▶ _GIVEN REQUEST_: Starting at the line that holds "Task: tag the life", copy every line exactly through the end of the data, and no others.

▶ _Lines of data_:
····················
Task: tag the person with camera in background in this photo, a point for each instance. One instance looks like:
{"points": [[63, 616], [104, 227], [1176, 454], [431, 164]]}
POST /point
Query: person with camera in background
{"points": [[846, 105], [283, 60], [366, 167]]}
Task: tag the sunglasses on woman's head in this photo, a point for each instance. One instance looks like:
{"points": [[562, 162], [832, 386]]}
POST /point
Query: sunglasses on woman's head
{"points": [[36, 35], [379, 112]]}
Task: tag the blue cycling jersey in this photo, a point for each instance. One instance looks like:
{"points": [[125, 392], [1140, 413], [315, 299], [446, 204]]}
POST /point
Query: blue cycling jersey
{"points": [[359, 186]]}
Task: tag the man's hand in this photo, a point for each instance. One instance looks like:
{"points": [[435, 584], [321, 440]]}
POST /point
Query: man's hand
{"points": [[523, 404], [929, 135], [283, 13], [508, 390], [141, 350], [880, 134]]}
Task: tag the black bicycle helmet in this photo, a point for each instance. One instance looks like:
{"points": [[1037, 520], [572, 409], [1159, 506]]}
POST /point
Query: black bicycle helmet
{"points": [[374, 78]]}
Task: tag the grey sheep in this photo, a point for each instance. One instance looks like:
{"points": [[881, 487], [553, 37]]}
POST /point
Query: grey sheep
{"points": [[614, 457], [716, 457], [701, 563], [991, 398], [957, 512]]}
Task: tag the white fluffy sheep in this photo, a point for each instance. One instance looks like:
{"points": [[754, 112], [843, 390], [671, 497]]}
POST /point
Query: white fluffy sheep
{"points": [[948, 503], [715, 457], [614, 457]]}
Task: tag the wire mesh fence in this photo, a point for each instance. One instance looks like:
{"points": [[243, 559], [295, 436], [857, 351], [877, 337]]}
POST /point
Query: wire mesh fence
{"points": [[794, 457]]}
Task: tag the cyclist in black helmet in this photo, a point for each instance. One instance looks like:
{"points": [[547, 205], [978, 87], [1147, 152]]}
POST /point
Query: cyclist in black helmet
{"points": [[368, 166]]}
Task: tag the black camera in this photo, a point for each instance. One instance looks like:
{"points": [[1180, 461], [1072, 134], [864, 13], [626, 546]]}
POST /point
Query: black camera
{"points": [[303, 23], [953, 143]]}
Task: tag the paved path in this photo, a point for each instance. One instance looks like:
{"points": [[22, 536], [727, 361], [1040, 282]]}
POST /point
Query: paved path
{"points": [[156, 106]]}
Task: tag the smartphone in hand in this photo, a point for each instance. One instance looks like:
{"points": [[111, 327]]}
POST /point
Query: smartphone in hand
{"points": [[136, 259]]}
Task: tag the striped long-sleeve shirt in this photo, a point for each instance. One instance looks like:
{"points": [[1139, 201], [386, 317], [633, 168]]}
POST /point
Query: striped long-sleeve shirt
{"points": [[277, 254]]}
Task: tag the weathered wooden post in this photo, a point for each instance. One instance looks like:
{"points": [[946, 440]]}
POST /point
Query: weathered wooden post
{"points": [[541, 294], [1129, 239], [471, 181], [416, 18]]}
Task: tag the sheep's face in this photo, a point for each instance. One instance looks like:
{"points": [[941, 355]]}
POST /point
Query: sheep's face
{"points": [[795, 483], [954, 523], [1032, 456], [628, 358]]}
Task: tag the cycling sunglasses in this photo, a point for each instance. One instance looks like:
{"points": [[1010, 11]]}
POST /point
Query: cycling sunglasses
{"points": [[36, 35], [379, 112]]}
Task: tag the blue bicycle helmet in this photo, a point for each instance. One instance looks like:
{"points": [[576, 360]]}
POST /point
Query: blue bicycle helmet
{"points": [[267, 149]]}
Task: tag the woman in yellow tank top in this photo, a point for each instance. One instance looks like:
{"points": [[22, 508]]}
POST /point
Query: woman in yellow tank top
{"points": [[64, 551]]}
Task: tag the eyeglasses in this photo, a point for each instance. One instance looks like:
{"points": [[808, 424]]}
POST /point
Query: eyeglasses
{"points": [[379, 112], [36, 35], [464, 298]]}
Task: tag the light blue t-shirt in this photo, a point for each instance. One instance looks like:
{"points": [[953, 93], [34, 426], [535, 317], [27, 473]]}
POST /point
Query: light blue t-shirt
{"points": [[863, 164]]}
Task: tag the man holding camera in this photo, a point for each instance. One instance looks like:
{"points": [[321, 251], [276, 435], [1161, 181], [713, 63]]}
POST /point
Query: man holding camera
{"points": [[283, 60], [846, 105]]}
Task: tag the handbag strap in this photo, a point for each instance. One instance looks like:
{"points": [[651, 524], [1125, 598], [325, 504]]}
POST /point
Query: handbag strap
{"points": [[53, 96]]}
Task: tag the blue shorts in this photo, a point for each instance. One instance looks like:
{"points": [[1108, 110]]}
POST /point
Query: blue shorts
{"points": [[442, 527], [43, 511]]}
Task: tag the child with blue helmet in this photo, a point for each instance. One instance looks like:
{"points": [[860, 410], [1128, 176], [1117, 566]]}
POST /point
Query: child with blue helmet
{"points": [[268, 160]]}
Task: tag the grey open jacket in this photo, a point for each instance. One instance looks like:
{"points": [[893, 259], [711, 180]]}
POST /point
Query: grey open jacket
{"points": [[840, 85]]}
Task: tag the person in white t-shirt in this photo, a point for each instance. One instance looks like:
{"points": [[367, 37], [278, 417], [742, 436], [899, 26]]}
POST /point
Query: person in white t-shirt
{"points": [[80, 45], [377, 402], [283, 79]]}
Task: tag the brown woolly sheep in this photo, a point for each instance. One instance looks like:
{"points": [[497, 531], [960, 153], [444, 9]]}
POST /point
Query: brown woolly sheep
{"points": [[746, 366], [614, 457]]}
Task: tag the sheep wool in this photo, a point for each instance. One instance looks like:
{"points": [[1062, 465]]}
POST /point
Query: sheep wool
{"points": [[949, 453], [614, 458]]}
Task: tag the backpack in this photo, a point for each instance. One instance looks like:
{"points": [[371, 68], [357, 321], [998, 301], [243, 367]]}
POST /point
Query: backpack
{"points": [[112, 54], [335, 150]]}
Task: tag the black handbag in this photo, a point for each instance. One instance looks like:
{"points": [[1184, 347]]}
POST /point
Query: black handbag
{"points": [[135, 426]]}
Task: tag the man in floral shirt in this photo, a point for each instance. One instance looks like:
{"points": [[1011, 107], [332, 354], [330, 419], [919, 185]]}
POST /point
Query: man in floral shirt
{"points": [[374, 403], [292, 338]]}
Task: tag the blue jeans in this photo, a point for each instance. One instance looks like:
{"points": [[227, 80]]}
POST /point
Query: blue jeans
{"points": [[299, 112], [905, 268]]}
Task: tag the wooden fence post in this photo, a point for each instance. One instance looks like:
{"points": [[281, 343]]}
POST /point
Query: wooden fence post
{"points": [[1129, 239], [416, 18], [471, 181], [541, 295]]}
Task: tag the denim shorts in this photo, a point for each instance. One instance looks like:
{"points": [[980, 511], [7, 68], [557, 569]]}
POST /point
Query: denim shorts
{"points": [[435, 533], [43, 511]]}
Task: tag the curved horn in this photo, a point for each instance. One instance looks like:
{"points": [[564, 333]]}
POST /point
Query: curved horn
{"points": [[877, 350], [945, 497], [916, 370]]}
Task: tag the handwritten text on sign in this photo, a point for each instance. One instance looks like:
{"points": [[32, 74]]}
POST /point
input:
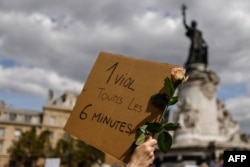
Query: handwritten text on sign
{"points": [[115, 101], [120, 80]]}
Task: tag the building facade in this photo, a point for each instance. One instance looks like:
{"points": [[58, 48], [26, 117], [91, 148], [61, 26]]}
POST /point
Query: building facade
{"points": [[14, 121]]}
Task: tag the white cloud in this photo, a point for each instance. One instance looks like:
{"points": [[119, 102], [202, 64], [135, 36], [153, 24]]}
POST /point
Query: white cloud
{"points": [[35, 81]]}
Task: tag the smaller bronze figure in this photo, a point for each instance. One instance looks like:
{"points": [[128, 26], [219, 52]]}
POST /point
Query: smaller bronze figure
{"points": [[198, 48]]}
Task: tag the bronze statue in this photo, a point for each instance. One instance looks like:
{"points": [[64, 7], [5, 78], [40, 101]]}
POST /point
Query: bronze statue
{"points": [[198, 48]]}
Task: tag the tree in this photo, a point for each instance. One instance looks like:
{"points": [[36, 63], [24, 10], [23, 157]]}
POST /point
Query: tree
{"points": [[72, 150], [30, 147]]}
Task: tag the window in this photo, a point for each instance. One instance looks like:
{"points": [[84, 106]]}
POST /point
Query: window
{"points": [[52, 120], [27, 118], [17, 133], [1, 132]]}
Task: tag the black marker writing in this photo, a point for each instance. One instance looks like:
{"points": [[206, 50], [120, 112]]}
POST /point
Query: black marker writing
{"points": [[120, 79]]}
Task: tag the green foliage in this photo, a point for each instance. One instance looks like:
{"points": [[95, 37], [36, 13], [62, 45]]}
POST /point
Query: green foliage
{"points": [[160, 100], [164, 141], [31, 146]]}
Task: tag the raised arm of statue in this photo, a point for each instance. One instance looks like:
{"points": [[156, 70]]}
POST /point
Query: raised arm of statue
{"points": [[184, 16]]}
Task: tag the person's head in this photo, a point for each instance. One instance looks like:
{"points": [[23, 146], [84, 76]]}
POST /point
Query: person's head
{"points": [[194, 24]]}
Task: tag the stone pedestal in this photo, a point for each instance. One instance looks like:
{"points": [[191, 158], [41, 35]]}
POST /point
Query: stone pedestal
{"points": [[207, 128]]}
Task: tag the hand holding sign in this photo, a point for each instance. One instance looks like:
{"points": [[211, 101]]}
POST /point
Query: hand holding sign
{"points": [[116, 101]]}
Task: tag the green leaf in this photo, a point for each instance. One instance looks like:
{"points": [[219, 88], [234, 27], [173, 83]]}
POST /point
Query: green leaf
{"points": [[140, 139], [173, 100], [171, 126], [168, 84], [154, 127], [141, 129], [164, 141]]}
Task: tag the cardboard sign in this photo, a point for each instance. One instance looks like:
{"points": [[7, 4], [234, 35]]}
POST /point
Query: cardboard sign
{"points": [[115, 101], [52, 162]]}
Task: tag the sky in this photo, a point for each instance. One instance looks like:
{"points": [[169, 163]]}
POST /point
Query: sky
{"points": [[53, 44]]}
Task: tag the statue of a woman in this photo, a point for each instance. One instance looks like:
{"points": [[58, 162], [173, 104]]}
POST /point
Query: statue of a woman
{"points": [[198, 48]]}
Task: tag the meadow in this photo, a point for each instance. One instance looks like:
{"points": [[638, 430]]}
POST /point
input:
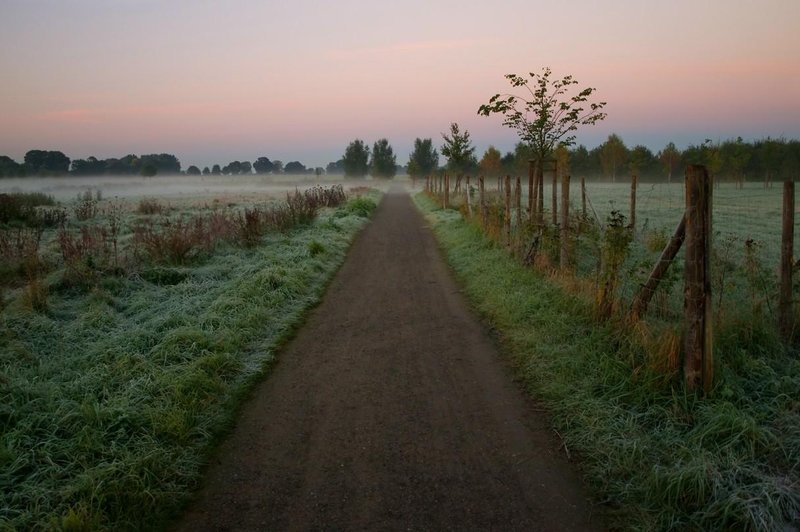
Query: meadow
{"points": [[131, 329], [657, 456]]}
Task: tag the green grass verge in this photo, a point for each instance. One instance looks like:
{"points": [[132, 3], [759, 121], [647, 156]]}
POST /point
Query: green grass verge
{"points": [[112, 398], [655, 457]]}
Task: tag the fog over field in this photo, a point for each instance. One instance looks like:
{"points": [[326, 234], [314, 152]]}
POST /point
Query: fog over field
{"points": [[177, 186]]}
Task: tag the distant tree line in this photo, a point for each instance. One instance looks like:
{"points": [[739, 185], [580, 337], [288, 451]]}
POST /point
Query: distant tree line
{"points": [[732, 160], [55, 163]]}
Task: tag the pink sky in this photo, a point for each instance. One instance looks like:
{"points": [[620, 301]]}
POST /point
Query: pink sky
{"points": [[214, 82]]}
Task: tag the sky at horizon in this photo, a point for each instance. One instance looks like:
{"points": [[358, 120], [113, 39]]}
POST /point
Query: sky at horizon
{"points": [[213, 82]]}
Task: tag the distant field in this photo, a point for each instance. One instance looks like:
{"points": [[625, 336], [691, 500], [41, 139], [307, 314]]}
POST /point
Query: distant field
{"points": [[753, 212], [130, 330], [169, 187]]}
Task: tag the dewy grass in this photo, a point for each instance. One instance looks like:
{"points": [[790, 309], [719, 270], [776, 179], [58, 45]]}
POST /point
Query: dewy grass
{"points": [[656, 457], [113, 396]]}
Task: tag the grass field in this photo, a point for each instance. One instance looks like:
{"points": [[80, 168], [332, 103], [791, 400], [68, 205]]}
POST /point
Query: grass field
{"points": [[657, 458], [121, 365]]}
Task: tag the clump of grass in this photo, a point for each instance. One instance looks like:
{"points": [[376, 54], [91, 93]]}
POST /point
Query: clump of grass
{"points": [[150, 206], [114, 395], [21, 207], [315, 248], [360, 206], [172, 241], [19, 253], [86, 207]]}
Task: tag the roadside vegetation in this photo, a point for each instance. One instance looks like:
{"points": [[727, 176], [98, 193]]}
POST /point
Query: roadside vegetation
{"points": [[656, 456], [131, 331]]}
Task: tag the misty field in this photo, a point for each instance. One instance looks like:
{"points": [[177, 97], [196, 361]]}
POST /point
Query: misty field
{"points": [[130, 330], [659, 457]]}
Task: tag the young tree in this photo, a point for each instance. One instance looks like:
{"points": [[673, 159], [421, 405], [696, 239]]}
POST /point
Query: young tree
{"points": [[641, 160], [263, 165], [670, 157], [561, 155], [424, 159], [459, 151], [547, 114], [613, 155], [384, 163], [335, 167], [295, 167], [356, 159], [491, 164], [580, 161], [46, 162]]}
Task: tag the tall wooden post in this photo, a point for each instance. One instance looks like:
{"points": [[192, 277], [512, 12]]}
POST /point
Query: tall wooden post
{"points": [[634, 182], [698, 362], [518, 202], [785, 311], [583, 197], [531, 191], [540, 194], [564, 233], [507, 219], [555, 193], [469, 200], [484, 208]]}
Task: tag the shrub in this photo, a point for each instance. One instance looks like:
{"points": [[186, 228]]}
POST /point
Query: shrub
{"points": [[149, 206], [361, 206], [315, 248], [21, 207], [86, 209], [174, 242], [19, 253], [85, 255]]}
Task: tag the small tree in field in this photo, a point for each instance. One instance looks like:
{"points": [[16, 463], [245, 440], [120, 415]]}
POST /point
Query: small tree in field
{"points": [[384, 162], [459, 151], [423, 160], [548, 113], [356, 159]]}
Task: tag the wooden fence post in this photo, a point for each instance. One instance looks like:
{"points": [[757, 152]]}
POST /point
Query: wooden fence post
{"points": [[634, 181], [583, 197], [507, 220], [540, 194], [555, 194], [564, 233], [469, 200], [531, 191], [785, 311], [698, 362], [518, 203], [642, 299], [484, 209]]}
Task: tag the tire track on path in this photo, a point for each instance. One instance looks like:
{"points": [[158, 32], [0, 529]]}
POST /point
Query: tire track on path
{"points": [[390, 410]]}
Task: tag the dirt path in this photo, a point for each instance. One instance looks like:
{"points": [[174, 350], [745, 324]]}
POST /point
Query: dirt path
{"points": [[390, 410]]}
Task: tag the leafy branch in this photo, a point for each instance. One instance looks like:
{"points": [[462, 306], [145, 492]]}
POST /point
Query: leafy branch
{"points": [[551, 112]]}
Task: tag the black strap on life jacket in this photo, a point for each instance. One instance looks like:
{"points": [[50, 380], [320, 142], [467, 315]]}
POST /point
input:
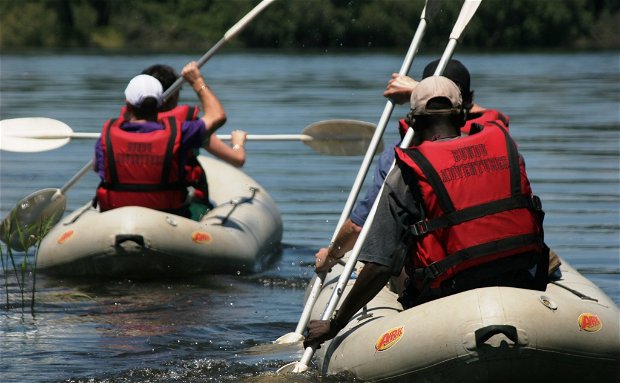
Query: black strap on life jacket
{"points": [[453, 217], [164, 185]]}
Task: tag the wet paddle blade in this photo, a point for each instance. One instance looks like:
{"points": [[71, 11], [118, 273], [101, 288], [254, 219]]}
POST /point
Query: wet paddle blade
{"points": [[31, 218], [21, 134], [290, 338], [340, 137], [294, 367]]}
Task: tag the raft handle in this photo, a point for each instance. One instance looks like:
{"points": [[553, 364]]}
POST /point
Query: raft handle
{"points": [[485, 333], [121, 238]]}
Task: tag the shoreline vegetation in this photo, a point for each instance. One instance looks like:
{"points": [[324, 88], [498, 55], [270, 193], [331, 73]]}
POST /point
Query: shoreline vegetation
{"points": [[185, 26]]}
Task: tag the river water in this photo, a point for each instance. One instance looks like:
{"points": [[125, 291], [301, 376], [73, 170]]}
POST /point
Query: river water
{"points": [[564, 111]]}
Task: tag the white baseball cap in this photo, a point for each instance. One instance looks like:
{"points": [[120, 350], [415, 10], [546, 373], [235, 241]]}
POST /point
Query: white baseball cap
{"points": [[436, 87], [142, 87]]}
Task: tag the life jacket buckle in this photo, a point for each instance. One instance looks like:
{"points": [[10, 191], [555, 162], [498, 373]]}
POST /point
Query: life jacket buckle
{"points": [[432, 271], [536, 203], [420, 228]]}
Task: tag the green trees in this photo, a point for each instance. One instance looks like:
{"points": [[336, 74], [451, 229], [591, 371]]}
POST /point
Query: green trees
{"points": [[183, 25]]}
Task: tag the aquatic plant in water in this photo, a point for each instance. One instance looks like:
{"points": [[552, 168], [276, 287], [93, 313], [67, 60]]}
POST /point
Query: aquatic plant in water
{"points": [[25, 237]]}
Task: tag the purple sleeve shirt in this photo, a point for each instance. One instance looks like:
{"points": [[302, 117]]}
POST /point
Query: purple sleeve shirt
{"points": [[193, 134]]}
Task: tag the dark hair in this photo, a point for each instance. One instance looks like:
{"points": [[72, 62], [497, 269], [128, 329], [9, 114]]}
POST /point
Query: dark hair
{"points": [[146, 111], [457, 72]]}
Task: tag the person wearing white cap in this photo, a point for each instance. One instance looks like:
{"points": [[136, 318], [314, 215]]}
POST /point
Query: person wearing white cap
{"points": [[141, 159], [457, 212]]}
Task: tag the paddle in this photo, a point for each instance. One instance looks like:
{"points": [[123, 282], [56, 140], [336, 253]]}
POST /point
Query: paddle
····················
▶ _EXERCISE OUTPUT_:
Task: tag the life jacket buckle in this photo, a point for each instance. One instance looks like:
{"points": [[10, 191], [555, 162], [498, 373]]}
POST /point
Query: life jacket buckle
{"points": [[432, 271], [536, 203], [420, 228]]}
Task: tag the green trees in this photo, a point for each instance. One instance looks like:
{"points": [[336, 74], [451, 229], [591, 371]]}
POST /point
Query: green trees
{"points": [[183, 25]]}
Task: tag the aquatic plant in water in this photo, a point for each instance. One instance looks like:
{"points": [[552, 168], [276, 287], [93, 313], [67, 60]]}
POST /point
Query: aquatic plant in water
{"points": [[25, 237]]}
Task: tag the purple sleeve shirt in this photo, a point for each instance. One instance looks like:
{"points": [[302, 117]]}
POST /point
Query: purple sleeve shirt
{"points": [[193, 134]]}
Task: tag the dark hair in this photo, a point for each instance. One instance looks like:
{"points": [[72, 62], [497, 269], [128, 329], [9, 114]]}
POST /point
Query: dark hair
{"points": [[146, 111], [457, 72]]}
Task: tag the person wearing white cap in this photo, a point for each instance. One instance looks like:
{"points": [[136, 318], [314, 215]]}
POST /point
Query: person wearing white cap
{"points": [[141, 159], [457, 212]]}
Task: tag the paddle in this photo, a point for each instance. One instance looks like:
{"points": [[123, 282], [56, 140], [336, 253]]}
POST /point
Query: paddle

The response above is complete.